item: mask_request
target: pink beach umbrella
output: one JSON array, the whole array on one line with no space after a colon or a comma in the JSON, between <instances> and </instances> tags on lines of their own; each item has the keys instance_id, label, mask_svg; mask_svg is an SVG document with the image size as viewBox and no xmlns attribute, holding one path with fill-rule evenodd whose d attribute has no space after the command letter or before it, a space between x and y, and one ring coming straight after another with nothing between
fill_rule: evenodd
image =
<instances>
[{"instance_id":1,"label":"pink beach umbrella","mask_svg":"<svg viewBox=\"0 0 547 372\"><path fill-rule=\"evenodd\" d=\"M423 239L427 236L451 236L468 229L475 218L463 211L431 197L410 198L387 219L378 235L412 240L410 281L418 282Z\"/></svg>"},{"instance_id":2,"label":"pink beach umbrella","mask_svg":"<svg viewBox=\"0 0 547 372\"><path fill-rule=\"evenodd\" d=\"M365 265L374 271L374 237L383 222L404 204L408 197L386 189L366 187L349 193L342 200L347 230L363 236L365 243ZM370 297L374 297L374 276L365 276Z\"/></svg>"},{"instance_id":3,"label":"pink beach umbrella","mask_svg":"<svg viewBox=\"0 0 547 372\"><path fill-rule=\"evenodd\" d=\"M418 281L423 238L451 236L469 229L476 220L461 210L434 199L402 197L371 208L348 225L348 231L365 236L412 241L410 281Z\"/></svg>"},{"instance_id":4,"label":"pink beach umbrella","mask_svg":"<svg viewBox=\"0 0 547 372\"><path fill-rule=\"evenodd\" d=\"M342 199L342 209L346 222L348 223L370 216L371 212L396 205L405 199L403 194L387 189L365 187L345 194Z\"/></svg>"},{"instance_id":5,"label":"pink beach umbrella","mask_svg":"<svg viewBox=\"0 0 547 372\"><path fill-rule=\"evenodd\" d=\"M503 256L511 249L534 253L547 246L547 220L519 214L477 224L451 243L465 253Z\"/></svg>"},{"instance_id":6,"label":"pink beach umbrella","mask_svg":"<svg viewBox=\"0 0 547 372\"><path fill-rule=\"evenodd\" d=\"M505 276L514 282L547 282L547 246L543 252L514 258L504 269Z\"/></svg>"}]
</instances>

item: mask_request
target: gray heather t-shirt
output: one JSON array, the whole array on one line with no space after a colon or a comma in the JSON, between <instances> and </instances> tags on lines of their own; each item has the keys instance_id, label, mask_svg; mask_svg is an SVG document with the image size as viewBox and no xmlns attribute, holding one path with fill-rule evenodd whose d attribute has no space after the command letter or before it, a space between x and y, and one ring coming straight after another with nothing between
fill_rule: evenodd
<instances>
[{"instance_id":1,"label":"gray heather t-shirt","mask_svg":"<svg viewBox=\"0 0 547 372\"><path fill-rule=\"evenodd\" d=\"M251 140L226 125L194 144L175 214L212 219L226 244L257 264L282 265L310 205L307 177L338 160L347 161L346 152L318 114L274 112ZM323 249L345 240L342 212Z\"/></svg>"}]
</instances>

*WORK INSTRUCTIONS*
Every line of the data above should be copied exactly.

*RESULT FOR THIS TASK*
item: mask_request
target: pink beach umbrella
output: one JSON array, the whole array on one line with no space after a colon or a comma in the JSON, between <instances> and </instances> tags on lines of their own; each item has the keys instance_id, label, mask_svg; mask_svg is an SVG document with the image size as viewBox and no xmlns attribute, holding one path with fill-rule evenodd whose d attribute has no space after the command letter or before it, a space between x and y, and one ring coming straight after another with nothing between
fill_rule: evenodd
image =
<instances>
[{"instance_id":1,"label":"pink beach umbrella","mask_svg":"<svg viewBox=\"0 0 547 372\"><path fill-rule=\"evenodd\" d=\"M423 239L427 236L451 236L468 229L475 218L463 211L431 197L410 198L387 219L378 235L412 240L410 281L418 282Z\"/></svg>"},{"instance_id":2,"label":"pink beach umbrella","mask_svg":"<svg viewBox=\"0 0 547 372\"><path fill-rule=\"evenodd\" d=\"M365 265L374 271L374 237L383 222L404 204L408 197L386 189L366 187L349 193L342 200L347 230L363 236L365 243ZM370 297L374 297L374 276L365 276Z\"/></svg>"},{"instance_id":3,"label":"pink beach umbrella","mask_svg":"<svg viewBox=\"0 0 547 372\"><path fill-rule=\"evenodd\" d=\"M418 281L423 238L451 236L469 229L476 220L461 210L434 199L402 197L371 208L348 225L348 231L365 236L412 241L410 281Z\"/></svg>"},{"instance_id":4,"label":"pink beach umbrella","mask_svg":"<svg viewBox=\"0 0 547 372\"><path fill-rule=\"evenodd\" d=\"M342 199L342 209L346 222L348 223L370 216L371 212L396 205L405 199L403 194L387 189L365 187L345 194Z\"/></svg>"},{"instance_id":5,"label":"pink beach umbrella","mask_svg":"<svg viewBox=\"0 0 547 372\"><path fill-rule=\"evenodd\" d=\"M503 256L511 249L534 253L547 246L547 220L519 214L477 224L451 243L465 253Z\"/></svg>"},{"instance_id":6,"label":"pink beach umbrella","mask_svg":"<svg viewBox=\"0 0 547 372\"><path fill-rule=\"evenodd\" d=\"M505 276L514 282L547 282L547 246L543 252L514 258L504 269Z\"/></svg>"}]
</instances>

item: mask_request
target: gray heather t-shirt
output: one JSON array, the whole array on one line with no space after a colon or a comma in the JSON, between <instances> and </instances> tags on lines of their own; each item has the keys instance_id, label, mask_svg; mask_svg is an SVG document with the image size as viewBox and no xmlns attribute, holding one path with fill-rule evenodd whose d attribute has no space after the command letter or before it, a space between x and y, and one ring coming straight after another with nothing between
fill_rule: evenodd
<instances>
[{"instance_id":1,"label":"gray heather t-shirt","mask_svg":"<svg viewBox=\"0 0 547 372\"><path fill-rule=\"evenodd\" d=\"M251 140L226 125L194 144L175 214L212 219L226 244L257 264L282 265L310 205L307 177L338 160L347 161L346 152L318 114L274 112ZM323 249L345 240L342 212Z\"/></svg>"}]
</instances>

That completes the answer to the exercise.